RECORDED INFORMATION:
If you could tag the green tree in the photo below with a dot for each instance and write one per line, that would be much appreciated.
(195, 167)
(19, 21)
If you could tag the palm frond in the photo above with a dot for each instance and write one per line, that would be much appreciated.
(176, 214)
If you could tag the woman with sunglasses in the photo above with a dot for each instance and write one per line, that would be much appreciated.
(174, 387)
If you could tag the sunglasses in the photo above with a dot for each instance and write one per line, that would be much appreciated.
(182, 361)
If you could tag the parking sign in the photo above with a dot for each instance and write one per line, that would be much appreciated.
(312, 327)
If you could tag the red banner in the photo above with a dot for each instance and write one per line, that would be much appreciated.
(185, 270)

WHAT THE TASK ASKS:
Copy all of the records above word for word, changing nothing.

OUTPUT FOR THIS EXERCISE:
If you could tag the green tree in the photo below with a dot for each instance and write one per line, that would be much appreciated.
(195, 167)
(19, 21)
If you could tag the palm frond in the photo above with a dot for each instance and write one per line, that would be much appreciated.
(176, 214)
If you could tag the woman with sunglasses in the photo above with a dot for each instance and write one per line, that would be much appreciated.
(174, 387)
If you could tag the sunglasses in the photo above with a dot for each instance and write one per line, that would be much appreciated.
(182, 361)
If you could tag the parking sign in the photo above with a dot for each instance and write one per line, that would be much appreciated.
(312, 327)
If you could tag the red banner in the photo above with a dot for each instance and write one per line, that would be much appreciated.
(185, 270)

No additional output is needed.